**Required action A:**
Answer these questions from the YARA article:
(i) Who originally developed YARA?
(ii) In what programming language is YARA-X written?
(iii) What filename extension does YARA use?
**Required action B:**
Using the YARA article, decide whether each statement agrees with it, and answer yes or no with the words that settle it:
(i) The first stable version of YARA-X came out in June 2025.
(ii) YARA's signature-based detection fails once a file mutates.
(iii) By default, YARA supports the Cuckoo sandbox.
::: Source text :::
- Designed by: Victor Alvarez
- First appeared: 2013
- Stable release: 4.5.8 / 28 July 2026; 1 month ago
- Filename extensions: .yara
- Website: virustotal.github.io/yara

= YARA =

Rule-based malware analysis tool

YARA is a tool primarily used in malware research and detection.

It provides a rule-based approach to create descriptions of malware families based on regular expression, textual or binary patterns. A description is essentially a YARA rule name, where these rules consist of sets of strings and a Boolean expression.

Analysts write YARA rules to capture the DNA of malware families, persistent elements like code fragments, configuration strings, and structural patterns expressed as text, hex sequences, or regex with Boolean logic. This signature-based detection survives file mutations that defeat hash matching, enabling identification of variants and related samples across large datasets.

== History ==
YARA was originally developed by Victor Alvarez of VirusTotal and released on GitHub in 2013. The name is an abbreviation of YARA: Another Recursive Acronym or Yet Another Ridiculous Acronym. In 2024, Alvarez announced that YARA would be superseded by a rewrite called YARA-X, written in Rust. A first stable version of YARA-X was released in June 2025, marking the passage of the original YARA into maintenance mode.

== Design ==

YARA by default comes with modules to process PE, ELF analysis, as well as support for the open-source Cuckoo sandbox.
::: Source data :::
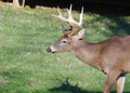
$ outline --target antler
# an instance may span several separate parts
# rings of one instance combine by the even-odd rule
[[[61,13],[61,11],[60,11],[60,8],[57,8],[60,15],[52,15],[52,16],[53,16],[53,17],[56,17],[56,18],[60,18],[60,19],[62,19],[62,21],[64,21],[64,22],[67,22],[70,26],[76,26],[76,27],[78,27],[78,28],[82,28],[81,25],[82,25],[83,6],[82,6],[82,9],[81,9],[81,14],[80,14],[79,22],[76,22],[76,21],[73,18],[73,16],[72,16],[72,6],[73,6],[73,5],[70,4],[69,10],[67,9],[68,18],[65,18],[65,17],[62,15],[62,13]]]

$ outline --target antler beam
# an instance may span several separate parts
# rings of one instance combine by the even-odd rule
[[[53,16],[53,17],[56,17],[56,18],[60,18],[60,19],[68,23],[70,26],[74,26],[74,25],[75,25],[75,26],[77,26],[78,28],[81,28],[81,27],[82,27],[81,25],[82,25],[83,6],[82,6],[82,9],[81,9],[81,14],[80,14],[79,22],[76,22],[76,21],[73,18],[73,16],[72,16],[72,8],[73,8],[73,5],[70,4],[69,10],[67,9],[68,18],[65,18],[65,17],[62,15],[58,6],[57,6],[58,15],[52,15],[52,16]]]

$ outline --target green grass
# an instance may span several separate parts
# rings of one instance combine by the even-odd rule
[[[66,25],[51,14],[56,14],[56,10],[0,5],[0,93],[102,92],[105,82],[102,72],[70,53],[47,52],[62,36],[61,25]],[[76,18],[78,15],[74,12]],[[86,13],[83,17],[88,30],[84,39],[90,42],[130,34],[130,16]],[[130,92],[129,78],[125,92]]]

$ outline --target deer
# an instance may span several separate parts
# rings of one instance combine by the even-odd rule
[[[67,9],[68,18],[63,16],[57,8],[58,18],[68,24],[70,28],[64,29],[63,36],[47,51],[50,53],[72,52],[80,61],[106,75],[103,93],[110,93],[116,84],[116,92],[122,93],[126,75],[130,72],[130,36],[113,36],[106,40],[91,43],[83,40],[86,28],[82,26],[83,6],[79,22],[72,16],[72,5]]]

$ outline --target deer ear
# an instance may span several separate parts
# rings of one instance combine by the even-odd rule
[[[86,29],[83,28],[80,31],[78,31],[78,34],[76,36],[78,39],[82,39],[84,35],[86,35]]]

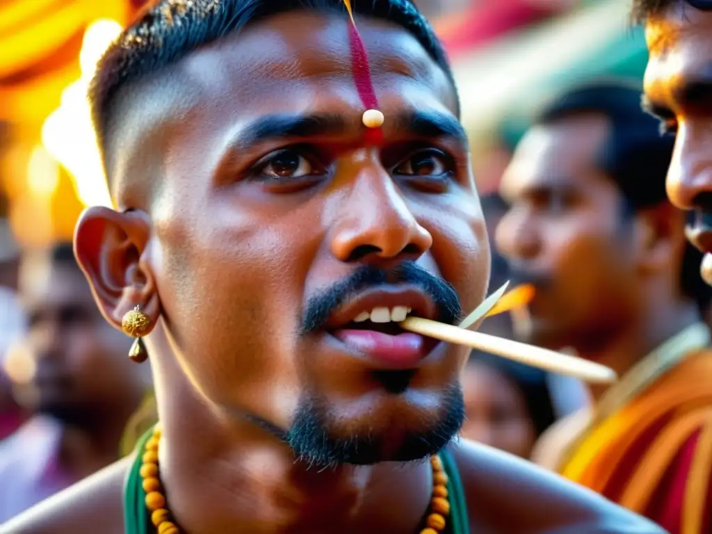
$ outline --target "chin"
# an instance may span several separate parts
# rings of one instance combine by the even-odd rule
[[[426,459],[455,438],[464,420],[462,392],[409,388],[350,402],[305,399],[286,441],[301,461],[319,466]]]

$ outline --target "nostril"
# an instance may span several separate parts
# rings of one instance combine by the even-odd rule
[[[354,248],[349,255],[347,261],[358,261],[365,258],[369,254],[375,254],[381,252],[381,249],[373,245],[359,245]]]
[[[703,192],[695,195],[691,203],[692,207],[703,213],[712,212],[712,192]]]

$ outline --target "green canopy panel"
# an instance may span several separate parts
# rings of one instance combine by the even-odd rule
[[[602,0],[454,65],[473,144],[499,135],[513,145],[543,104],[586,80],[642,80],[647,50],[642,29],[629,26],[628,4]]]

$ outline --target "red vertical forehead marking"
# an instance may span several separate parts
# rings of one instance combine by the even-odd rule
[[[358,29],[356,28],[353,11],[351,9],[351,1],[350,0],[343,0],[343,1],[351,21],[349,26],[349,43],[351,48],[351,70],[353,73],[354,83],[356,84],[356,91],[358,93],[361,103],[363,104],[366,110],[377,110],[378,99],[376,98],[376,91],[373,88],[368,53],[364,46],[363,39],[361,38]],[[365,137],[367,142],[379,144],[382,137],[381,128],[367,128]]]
:::
::: Source data :::
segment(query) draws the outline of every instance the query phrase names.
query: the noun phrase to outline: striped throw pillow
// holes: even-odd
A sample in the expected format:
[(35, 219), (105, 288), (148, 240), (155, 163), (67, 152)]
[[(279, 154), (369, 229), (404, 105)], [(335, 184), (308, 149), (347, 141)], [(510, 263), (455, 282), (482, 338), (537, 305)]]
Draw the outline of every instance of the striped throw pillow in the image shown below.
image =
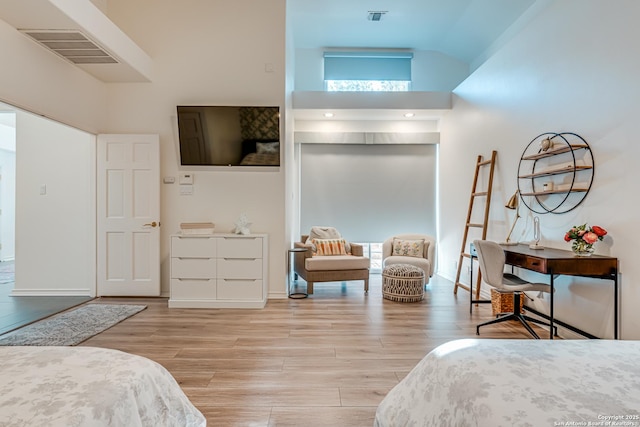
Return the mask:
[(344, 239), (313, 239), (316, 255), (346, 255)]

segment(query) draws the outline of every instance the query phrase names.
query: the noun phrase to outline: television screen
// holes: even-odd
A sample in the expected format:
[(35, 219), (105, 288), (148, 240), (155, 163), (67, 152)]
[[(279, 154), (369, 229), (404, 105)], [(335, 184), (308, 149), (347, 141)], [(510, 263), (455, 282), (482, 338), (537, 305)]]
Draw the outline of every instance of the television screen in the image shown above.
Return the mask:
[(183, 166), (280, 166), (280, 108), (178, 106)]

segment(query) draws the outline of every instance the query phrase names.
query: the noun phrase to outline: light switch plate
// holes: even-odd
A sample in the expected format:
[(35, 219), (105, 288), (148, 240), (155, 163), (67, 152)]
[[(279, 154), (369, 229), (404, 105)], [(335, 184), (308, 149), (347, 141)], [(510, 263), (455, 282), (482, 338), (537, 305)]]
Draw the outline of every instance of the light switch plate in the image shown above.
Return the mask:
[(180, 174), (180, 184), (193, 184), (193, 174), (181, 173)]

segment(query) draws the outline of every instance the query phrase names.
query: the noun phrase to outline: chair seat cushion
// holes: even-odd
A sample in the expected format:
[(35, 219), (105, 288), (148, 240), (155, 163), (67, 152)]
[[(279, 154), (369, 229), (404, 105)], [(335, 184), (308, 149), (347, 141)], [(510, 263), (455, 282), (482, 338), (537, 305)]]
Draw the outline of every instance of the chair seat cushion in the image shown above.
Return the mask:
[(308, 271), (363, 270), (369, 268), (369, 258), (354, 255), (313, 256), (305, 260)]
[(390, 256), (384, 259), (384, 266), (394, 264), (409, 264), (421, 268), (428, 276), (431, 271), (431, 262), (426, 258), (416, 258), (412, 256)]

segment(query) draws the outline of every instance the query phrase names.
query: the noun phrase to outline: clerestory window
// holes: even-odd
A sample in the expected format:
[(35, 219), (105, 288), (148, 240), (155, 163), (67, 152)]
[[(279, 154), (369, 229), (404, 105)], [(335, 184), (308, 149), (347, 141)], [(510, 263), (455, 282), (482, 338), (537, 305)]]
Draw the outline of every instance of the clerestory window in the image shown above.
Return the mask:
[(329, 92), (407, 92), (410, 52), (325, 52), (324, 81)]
:::
**Answer space A:**
(i) Victor Alvarez of VirusTotal
(ii) Rust
(iii) .yara

**Answer space B:**
(i) Yes: "A first stable version of YARA-X was released in June 2025"
(ii) No: "This signature-based detection survives file mutations that defeat hash matching"
(iii) Yes: "as well as support for the open-source Cuckoo sandbox"